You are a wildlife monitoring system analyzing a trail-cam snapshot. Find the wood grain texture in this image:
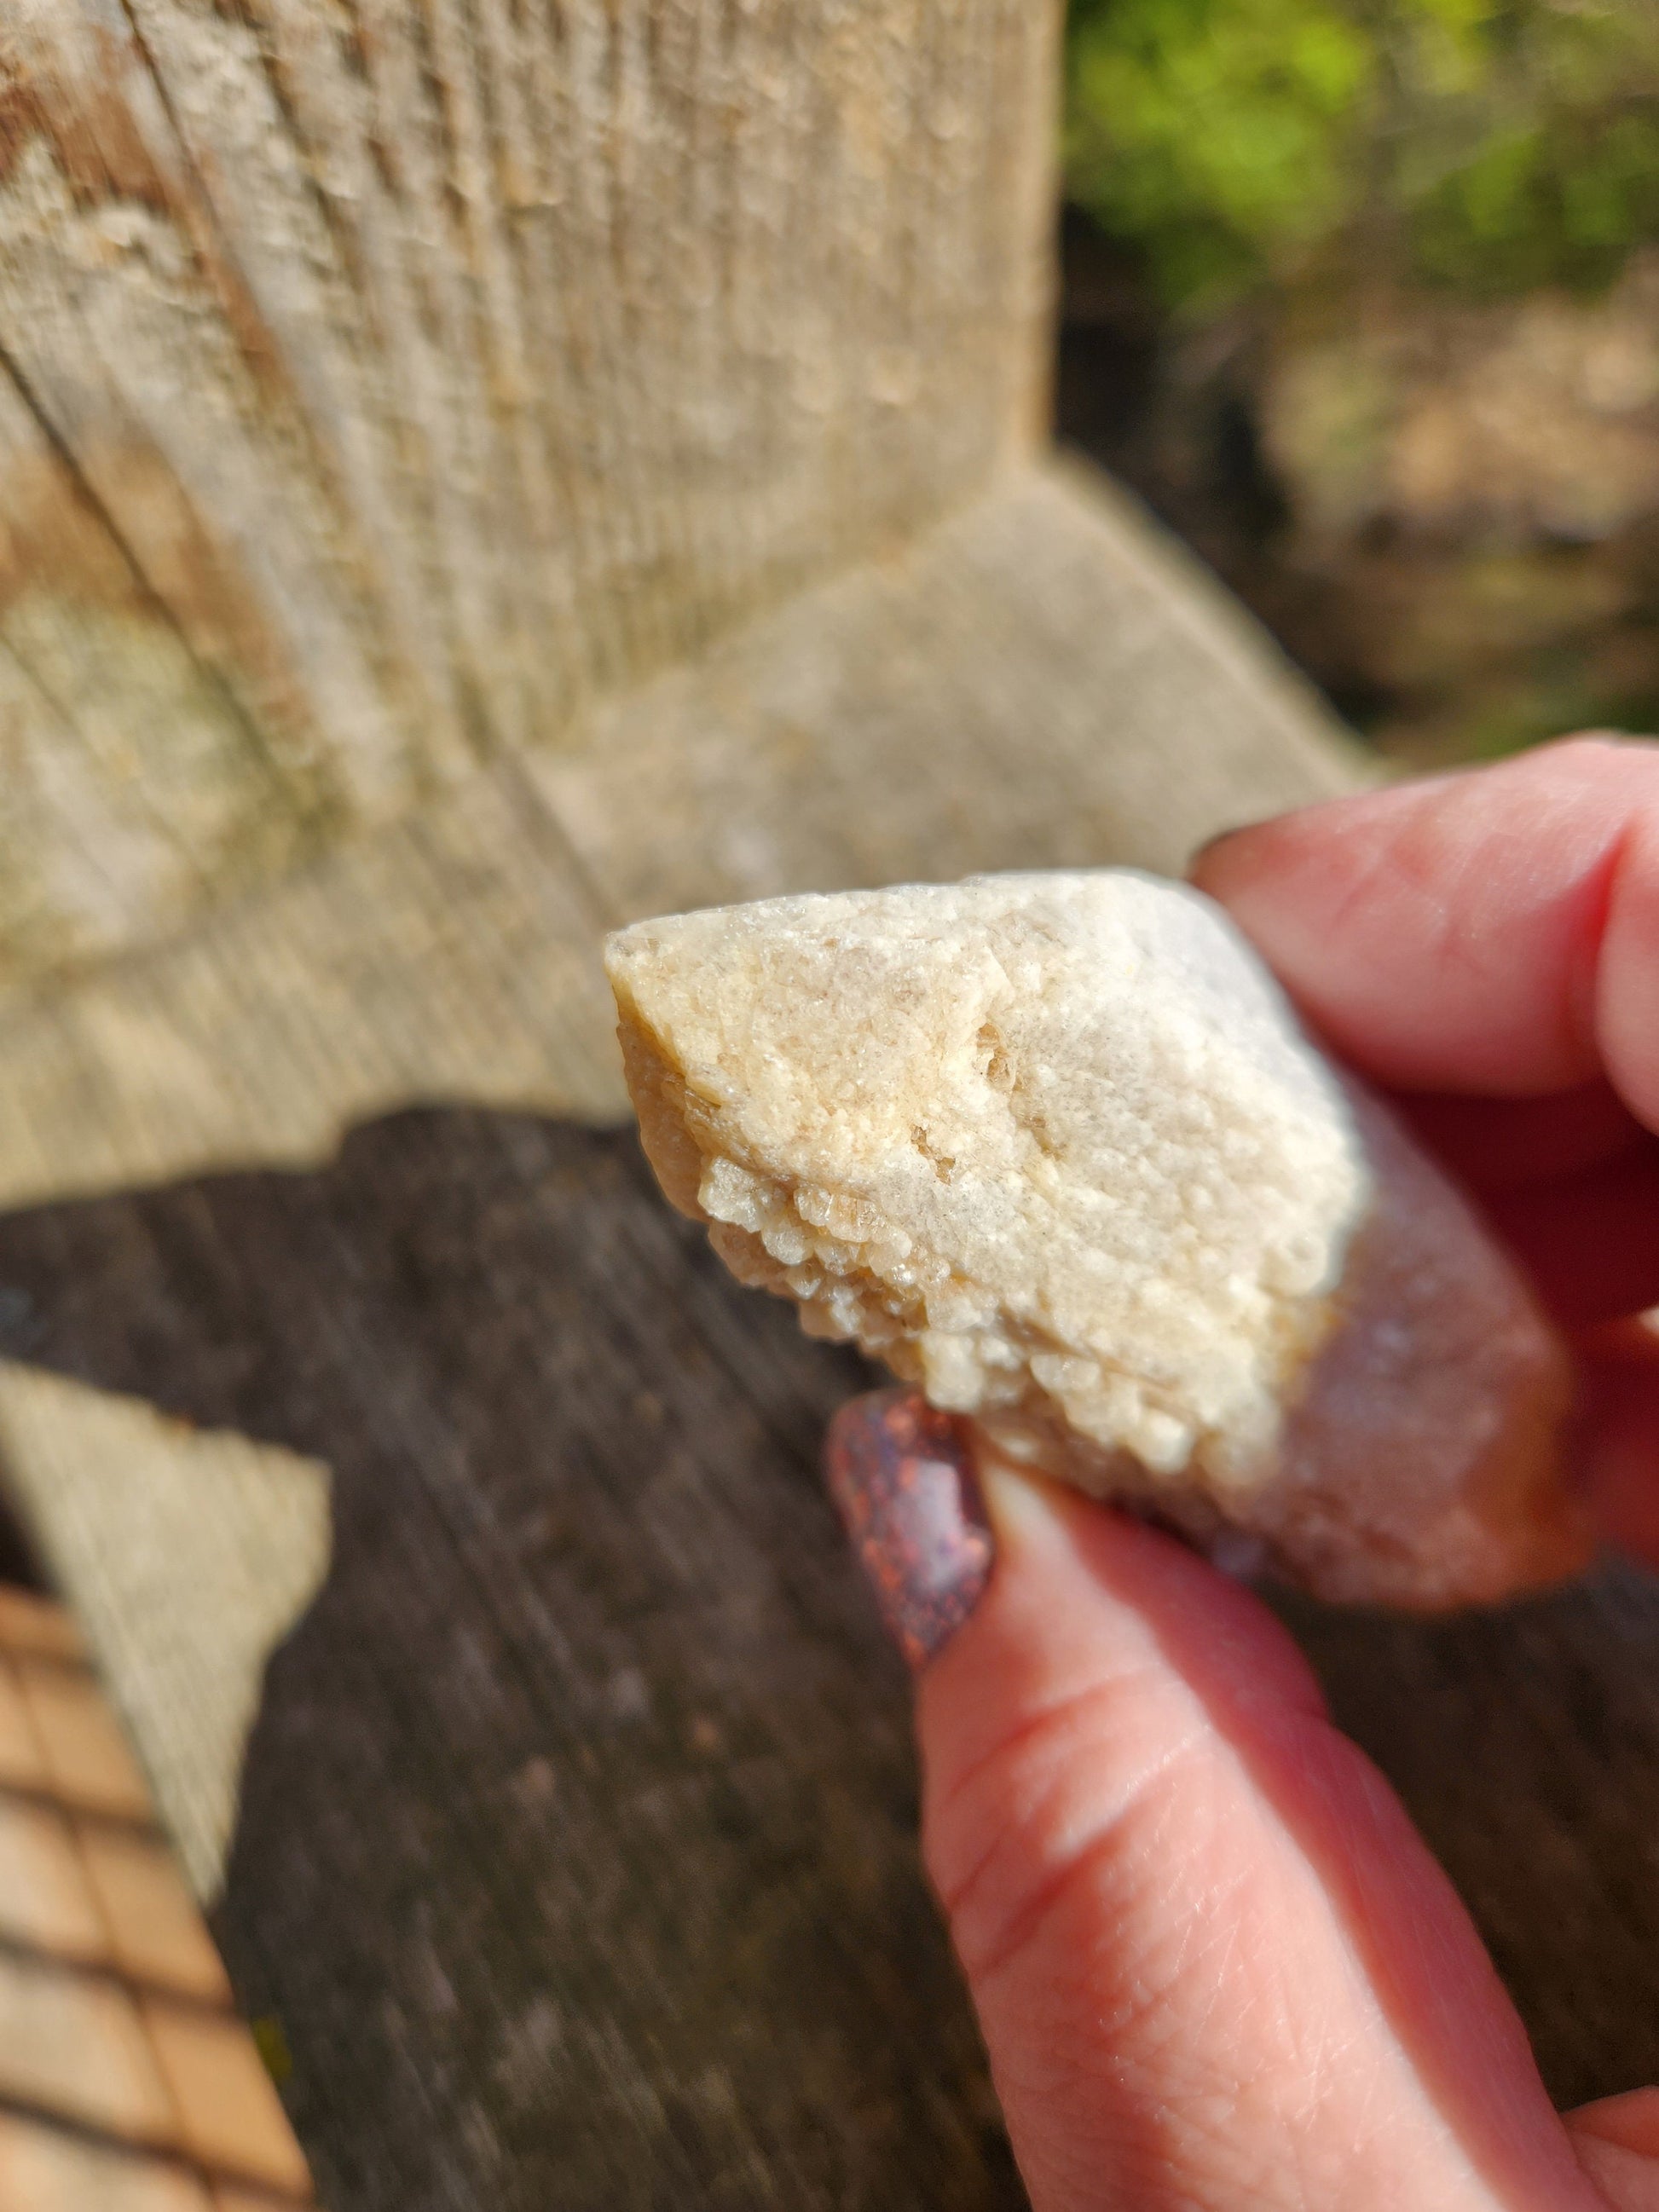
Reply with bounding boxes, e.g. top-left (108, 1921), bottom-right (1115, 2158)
top-left (1276, 1576), bottom-right (1659, 2113)
top-left (0, 463), bottom-right (1361, 1215)
top-left (0, 367), bottom-right (309, 986)
top-left (0, 755), bottom-right (624, 1210)
top-left (0, 0), bottom-right (1056, 990)
top-left (3, 1112), bottom-right (1659, 2210)
top-left (0, 1115), bottom-right (1024, 2210)
top-left (537, 459), bottom-right (1366, 918)
top-left (0, 424), bottom-right (1374, 2194)
top-left (0, 1360), bottom-right (331, 1897)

# # #

Pictures aside, print every line of the material exactly.

### RESULT FOR THIS TASK
You are a wildlife monitoring system analyzing a trail-cam snapshot. Find the wood grain texture in this image:
Reply with bounding boxes, e.g. top-left (108, 1921), bottom-right (1115, 2158)
top-left (1276, 1576), bottom-right (1659, 2113)
top-left (0, 463), bottom-right (1361, 1215)
top-left (0, 367), bottom-right (309, 986)
top-left (0, 755), bottom-right (624, 1210)
top-left (0, 0), bottom-right (1056, 990)
top-left (3, 1112), bottom-right (1659, 2210)
top-left (0, 1115), bottom-right (1024, 2210)
top-left (537, 459), bottom-right (1366, 918)
top-left (0, 424), bottom-right (1374, 2194)
top-left (0, 1360), bottom-right (331, 1897)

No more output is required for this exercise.